§ **Dataset records**:

------------------------------------------------------------------------

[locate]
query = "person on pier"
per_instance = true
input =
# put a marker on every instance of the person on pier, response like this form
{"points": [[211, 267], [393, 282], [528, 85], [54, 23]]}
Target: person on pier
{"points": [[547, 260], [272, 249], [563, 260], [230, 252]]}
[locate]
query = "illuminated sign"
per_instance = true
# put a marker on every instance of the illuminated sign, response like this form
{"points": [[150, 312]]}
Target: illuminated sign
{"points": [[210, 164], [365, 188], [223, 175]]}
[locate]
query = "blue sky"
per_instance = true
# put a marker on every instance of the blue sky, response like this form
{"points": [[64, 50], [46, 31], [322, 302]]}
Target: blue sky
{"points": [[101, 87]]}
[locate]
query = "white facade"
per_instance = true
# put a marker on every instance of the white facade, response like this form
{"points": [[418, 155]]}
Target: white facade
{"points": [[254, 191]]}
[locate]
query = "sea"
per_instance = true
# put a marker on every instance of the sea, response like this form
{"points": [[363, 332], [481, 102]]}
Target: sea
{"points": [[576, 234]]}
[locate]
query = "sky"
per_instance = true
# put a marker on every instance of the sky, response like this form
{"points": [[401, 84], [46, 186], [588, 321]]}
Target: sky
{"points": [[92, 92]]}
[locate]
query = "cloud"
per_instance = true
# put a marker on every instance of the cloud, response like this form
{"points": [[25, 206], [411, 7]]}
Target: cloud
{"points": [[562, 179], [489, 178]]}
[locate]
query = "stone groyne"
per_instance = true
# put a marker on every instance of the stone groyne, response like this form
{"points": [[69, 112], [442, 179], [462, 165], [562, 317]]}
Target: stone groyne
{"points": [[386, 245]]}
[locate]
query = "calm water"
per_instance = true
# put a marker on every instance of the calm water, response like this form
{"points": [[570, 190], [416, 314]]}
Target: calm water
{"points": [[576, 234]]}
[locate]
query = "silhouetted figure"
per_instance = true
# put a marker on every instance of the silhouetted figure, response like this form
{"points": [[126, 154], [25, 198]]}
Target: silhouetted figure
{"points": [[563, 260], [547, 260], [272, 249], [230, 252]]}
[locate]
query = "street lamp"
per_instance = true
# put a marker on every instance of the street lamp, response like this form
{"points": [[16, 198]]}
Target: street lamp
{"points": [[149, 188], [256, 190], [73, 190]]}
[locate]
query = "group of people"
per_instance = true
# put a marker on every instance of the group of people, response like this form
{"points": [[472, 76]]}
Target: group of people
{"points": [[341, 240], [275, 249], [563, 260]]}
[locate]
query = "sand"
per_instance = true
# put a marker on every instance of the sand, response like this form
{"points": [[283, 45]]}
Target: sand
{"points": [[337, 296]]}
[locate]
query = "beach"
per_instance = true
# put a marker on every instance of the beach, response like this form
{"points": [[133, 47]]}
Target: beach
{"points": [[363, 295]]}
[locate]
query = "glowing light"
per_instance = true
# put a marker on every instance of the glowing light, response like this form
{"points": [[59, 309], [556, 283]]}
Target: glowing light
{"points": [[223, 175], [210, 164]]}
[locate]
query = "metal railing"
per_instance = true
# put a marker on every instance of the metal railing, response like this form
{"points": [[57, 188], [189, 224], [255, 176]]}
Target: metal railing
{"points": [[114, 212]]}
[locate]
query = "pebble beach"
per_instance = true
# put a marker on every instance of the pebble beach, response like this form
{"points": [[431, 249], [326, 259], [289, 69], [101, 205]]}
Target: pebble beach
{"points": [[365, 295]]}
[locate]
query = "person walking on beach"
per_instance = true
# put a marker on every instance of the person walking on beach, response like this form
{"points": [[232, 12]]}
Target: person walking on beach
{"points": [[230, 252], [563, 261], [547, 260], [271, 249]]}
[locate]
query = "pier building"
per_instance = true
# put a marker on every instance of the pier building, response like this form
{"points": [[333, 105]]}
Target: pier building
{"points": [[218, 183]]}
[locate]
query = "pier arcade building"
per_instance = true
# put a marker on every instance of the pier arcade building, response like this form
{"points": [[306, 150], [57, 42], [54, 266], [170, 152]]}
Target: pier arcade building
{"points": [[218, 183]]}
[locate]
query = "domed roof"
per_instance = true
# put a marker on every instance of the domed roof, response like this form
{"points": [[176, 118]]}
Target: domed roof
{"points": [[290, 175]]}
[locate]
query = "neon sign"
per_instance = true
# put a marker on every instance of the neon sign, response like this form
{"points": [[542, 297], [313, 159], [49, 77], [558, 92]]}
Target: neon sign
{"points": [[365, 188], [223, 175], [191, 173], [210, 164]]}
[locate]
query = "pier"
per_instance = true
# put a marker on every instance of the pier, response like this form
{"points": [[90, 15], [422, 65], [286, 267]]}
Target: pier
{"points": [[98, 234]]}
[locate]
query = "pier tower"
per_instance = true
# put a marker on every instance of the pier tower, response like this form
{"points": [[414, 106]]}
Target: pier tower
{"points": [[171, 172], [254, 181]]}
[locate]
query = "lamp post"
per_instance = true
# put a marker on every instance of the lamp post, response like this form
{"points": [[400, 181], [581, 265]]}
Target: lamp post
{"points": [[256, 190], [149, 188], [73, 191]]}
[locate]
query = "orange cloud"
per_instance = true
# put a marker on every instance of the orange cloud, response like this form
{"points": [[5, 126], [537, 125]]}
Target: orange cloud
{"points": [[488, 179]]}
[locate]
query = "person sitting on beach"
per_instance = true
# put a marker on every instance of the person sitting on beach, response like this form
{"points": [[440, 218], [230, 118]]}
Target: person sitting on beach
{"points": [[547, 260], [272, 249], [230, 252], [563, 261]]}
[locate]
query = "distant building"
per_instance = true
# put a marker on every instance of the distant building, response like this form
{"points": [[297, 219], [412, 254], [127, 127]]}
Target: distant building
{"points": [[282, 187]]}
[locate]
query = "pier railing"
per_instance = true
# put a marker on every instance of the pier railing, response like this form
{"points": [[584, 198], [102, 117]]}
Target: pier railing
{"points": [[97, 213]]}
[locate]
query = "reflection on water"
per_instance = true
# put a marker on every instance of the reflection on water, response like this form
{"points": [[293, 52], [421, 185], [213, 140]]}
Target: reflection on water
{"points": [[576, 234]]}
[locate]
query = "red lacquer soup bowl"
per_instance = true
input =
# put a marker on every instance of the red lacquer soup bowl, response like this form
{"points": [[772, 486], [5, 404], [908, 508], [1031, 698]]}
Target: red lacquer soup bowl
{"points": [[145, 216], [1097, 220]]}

------------------------------------------------------------------------

Your task is to repeat every line exactly.

[locate]
query = "person on pier"
per_instance = true
input =
# put a marker on every instance of the person on pier, response like this form
{"points": [[211, 267], [393, 282], [528, 85], [54, 23]]}
Target: person on pier
{"points": [[547, 260], [272, 249], [563, 260], [230, 252]]}
[locate]
query = "illuminated sign"
per_instance = true
# put a marker on every instance of the illuminated sign, response like this form
{"points": [[150, 312]]}
Target: illuminated sign
{"points": [[210, 164], [365, 188], [223, 175]]}
[locate]
query = "blue sky"
per_instance = true
# put a marker on every instance of the blue sky, response like this form
{"points": [[64, 50], [46, 31], [322, 302]]}
Target: blue sky
{"points": [[101, 87]]}
[locate]
query = "white facade"
per_instance = true
# put a marker on every instance of the white facade, response like this form
{"points": [[418, 155]]}
Target: white facade
{"points": [[254, 191]]}
[locate]
query = "sea"
per_instance = true
# put a marker on every instance of the sea, response like this form
{"points": [[363, 332], [481, 102]]}
Target: sea
{"points": [[576, 234]]}
[locate]
query = "sky"
per_instance = true
# put a marker on every instance of the sky, response like this form
{"points": [[401, 84], [46, 186], [588, 321]]}
Target: sky
{"points": [[92, 92]]}
[locate]
query = "cloud"
per_instance = true
# put a marker on every instance of the cloud, response like this form
{"points": [[25, 206], [411, 7]]}
Target: cloud
{"points": [[562, 179], [489, 178]]}
[locate]
query = "stone groyne"
per_instance = true
# put a marker on every instance of the stone groyne, response like this form
{"points": [[69, 112], [442, 179], [462, 165], [562, 317]]}
Target: stone groyne
{"points": [[386, 245]]}
[locate]
query = "calm water"
per_instance = true
# put a marker on every instance of the calm water, response like this form
{"points": [[570, 190], [416, 314]]}
Target: calm water
{"points": [[576, 234]]}
[locate]
query = "silhouetted figure"
per_instance = true
# put a marker on every instance of the silhouetted figure, response like this form
{"points": [[126, 154], [25, 198]]}
Target: silhouetted figure
{"points": [[563, 260], [547, 260], [272, 249], [230, 252]]}
[locate]
query = "street lamp"
per_instance = true
# put a marker on every instance of the street lamp, response like this form
{"points": [[16, 198]]}
Target: street lamp
{"points": [[149, 188], [256, 190], [73, 190]]}
[locate]
query = "group of people"
per_instance = true
# put a marker on every instance of the group of people, response like this form
{"points": [[472, 76]]}
Target: group of people
{"points": [[341, 240], [275, 249], [563, 260]]}
[locate]
query = "sand"
per_instance = true
# put a marker on every instance of the sand, response like this form
{"points": [[283, 45]]}
Target: sand
{"points": [[337, 296]]}
[locate]
query = "beach"
per_instance = true
# put a marker on every instance of the beach, response like this form
{"points": [[133, 47]]}
Target: beach
{"points": [[363, 295]]}
[locate]
query = "glowing light"
per_instance = true
# put a marker on every instance of the glowing light, response like this form
{"points": [[59, 309], [556, 283]]}
Target: glowing light
{"points": [[223, 175], [210, 164]]}
[locate]
query = "metal railing"
per_instance = true
# put a marker on every instance of the metal railing, response like this form
{"points": [[57, 188], [189, 224], [255, 176]]}
Target: metal railing
{"points": [[114, 212]]}
[locate]
query = "pebble beach"
per_instance = true
# put a marker on every instance of the pebble beach, response like this form
{"points": [[431, 249], [326, 259], [289, 69], [101, 205]]}
Target: pebble beach
{"points": [[365, 295]]}
[locate]
query = "person walking on beach"
per_instance = true
# put a marker on every instance of the person walking on beach, response like this form
{"points": [[232, 12]]}
Target: person walking on beach
{"points": [[230, 252], [563, 261], [547, 260], [271, 249]]}
[locate]
query = "pier building"
per_instance = true
# put a marker on every instance of the pier building, response like this form
{"points": [[333, 105]]}
Target: pier building
{"points": [[218, 183]]}
[locate]
query = "pier arcade building"
per_instance = true
# put a marker on every instance of the pier arcade building, response like this form
{"points": [[306, 150], [57, 42], [54, 266], [170, 152]]}
Target: pier arcade building
{"points": [[218, 183]]}
[locate]
query = "domed roof"
per_instance = true
# put a marker on every instance of the domed roof, response like this form
{"points": [[176, 118]]}
Target: domed roof
{"points": [[290, 175]]}
[locate]
query = "neon sign"
per_instance = true
# put a marker on every instance of the neon sign, response like this form
{"points": [[542, 297], [313, 159], [49, 77], [558, 92]]}
Target: neon sign
{"points": [[365, 188], [223, 175], [191, 173], [210, 164]]}
[locate]
query = "pier"
per_instance = true
# put a marker on every instance of the pier, response like this form
{"points": [[90, 15], [422, 65], [286, 267]]}
Target: pier
{"points": [[98, 234]]}
[locate]
query = "pier tower"
per_instance = true
# put a marker on every instance of the pier tower, response like this form
{"points": [[414, 106]]}
Target: pier tower
{"points": [[171, 172], [254, 181]]}
[locate]
query = "lamp post"
per_instance = true
# put a marker on every instance of the lamp post, response like this form
{"points": [[400, 181], [581, 265]]}
Target: lamp post
{"points": [[256, 190], [149, 188], [73, 191]]}
[locate]
query = "orange cloud"
per_instance = true
# put a marker on every instance of the orange cloud, response like this form
{"points": [[5, 126], [537, 125]]}
Target: orange cloud
{"points": [[488, 179]]}
[locate]
query = "person sitting on beach"
per_instance = true
# put a marker on every instance of the person sitting on beach, response like this form
{"points": [[440, 218], [230, 118]]}
Target: person sitting on beach
{"points": [[547, 260], [272, 249], [230, 252], [563, 261]]}
[locate]
query = "distant building"
per_instance = true
# put a marker on every instance of the distant building, response like this form
{"points": [[297, 219], [412, 254], [127, 127]]}
Target: distant building
{"points": [[282, 187]]}
[locate]
query = "pier railing"
per_instance = true
# put a marker on every instance of the pier railing, response like this form
{"points": [[584, 198], [102, 117]]}
Target: pier railing
{"points": [[97, 213]]}
[locate]
query = "reflection on water"
per_instance = true
# put a marker on every instance of the reflection on water, response like this form
{"points": [[293, 52], [421, 185], [213, 140]]}
Target: reflection on water
{"points": [[576, 234]]}
[locate]
query = "red lacquer soup bowl"
per_instance = true
input =
# put a marker on every instance of the red lacquer soup bowl, response like this form
{"points": [[772, 486], [5, 404], [908, 508], [1031, 698]]}
Target: red lacquer soup bowl
{"points": [[145, 216], [1097, 220]]}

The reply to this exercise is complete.